DADOS DE ORIGEM:
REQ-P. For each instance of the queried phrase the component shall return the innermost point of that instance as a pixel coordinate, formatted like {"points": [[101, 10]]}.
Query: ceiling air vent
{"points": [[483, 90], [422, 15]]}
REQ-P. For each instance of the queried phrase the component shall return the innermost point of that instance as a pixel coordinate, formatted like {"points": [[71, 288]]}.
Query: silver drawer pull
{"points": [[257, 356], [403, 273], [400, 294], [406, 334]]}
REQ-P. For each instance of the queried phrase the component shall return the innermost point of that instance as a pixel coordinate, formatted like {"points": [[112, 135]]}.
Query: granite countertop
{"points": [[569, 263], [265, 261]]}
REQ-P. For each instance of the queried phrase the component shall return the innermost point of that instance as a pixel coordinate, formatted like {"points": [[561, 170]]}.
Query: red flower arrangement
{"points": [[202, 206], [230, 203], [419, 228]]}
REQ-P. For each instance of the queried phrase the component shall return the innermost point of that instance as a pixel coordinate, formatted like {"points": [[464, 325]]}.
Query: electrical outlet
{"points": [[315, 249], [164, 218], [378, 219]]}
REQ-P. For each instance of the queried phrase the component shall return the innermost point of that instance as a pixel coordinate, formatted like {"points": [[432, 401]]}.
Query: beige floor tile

TAREFA PROPOSTA: Reescale o material acima reproduzindo todas as linhas na íntegra, com cada coordenada de pixel das respostas multiplicada por 0,8 e arredondada para o inteiro mais próximo (meios para cima). Os demais números permanecem inalterados.

RESPOSTA ESCRITA:
REQ-P. For each instance of the queried phrase the component shall return the innermost point of that instance as a pixel coordinate, formatted like {"points": [[101, 10]]}.
Query: ceiling air vent
{"points": [[386, 72], [338, 12]]}
REQ-P. For each instance of the queried phrase the component shall return the innermost point of that instance as a pixel coordinate, formatted like {"points": [[71, 288]]}.
Query: silver drawer pull
{"points": [[206, 285], [322, 218], [320, 235], [325, 267]]}
REQ-P. For each instance of the queried phrase the component shall return the innermost point of that instance as a pixel coordinate, formatted like {"points": [[112, 135]]}.
Query: granite countertop
{"points": [[455, 210], [212, 209]]}
REQ-P. For each instance of the queried phrase the component shall return the innermost point of that instance as a pixel coordinate, formatted like {"points": [[561, 170]]}.
Query: red flower arrangement
{"points": [[162, 165], [184, 162], [335, 182]]}
REQ-P. For each instance of the queried phrase the component shall return the innermost point of that instance as a pixel coordinate, formatted like {"points": [[464, 325]]}.
Query: electrical outlet
{"points": [[252, 199], [131, 174], [302, 175]]}
REQ-P. For each instance of the queried phrase the component shall return the innermost point of that instance as a pixel coordinate, formatted like {"points": [[432, 401]]}.
Query: beige floor tile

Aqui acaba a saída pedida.